By Dr. Mercola
Cell phones were first introduced in the 1980s, became widely available in the U.S. during the 1990s, and today we’re living in a society where cellphone-only households are no longer the exception; they’re the norm.1
The International Agency for Research on Cancer (IARC), which classified cell phones as possible carcinogens in 2011, suggested during the late ‘90s that a study looking into the relationship between cell phones and cancer made sense. In 2000, the Interphone study was initiated.
When its results were finally released (years behind its scheduled completion date), there was controversy over the results.
However, the Interphone Study Group did eventually acknowledge that “heavy users” of cell phones had an approximately doubled risk of glioma, a life threatening and often-fatal brain tumor, after 10 years of cell phone use.
The most shocking part of their finding is their definition of a “heavy user” —someone using a cell phone for two to two and a half hours per month!

Given information:

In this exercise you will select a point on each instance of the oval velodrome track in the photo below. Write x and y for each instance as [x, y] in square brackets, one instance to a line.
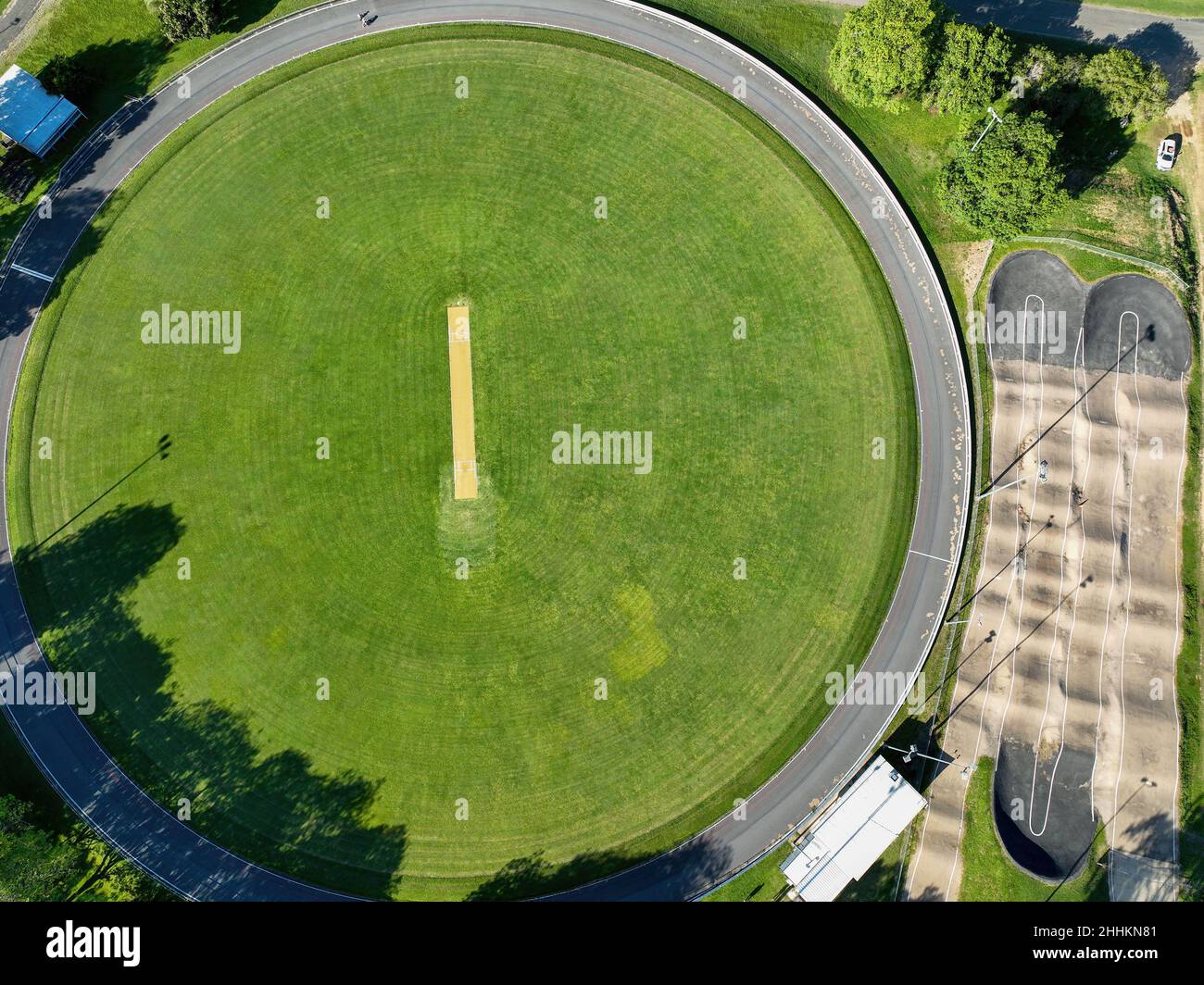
[195, 867]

Exercise requirements:
1. List every year or decade that the cell phone and cancer text mentions, in the order they appear.
2. Continue the text on cell phones and brain cancer, picking up after its last sentence.

Task answers:
1. 1980s, 1990s, 2011, the late '90s, 2000

2.
I would suggest it’s not unusual for Americans to spend that long on their cell phones every day in 2016, although a 2014 Nielsen study put average usage at about 34 hours a month.2
Suffice to say, people are using their cell phones a lot and starting at ever-younger ages. Meanwhile, increasing research suggests cell phones are linked to health consequences that are just now beginning to be understood.
At the very least, caution is warranted in their use. Even the U.S. Centers for Disease Control and Prevention (CDC) echoed this in 2014, stating, “We recommend caution in cellphone use.”3 Except, if you were to look for this language from the CDC today, it would be nowhere to be found.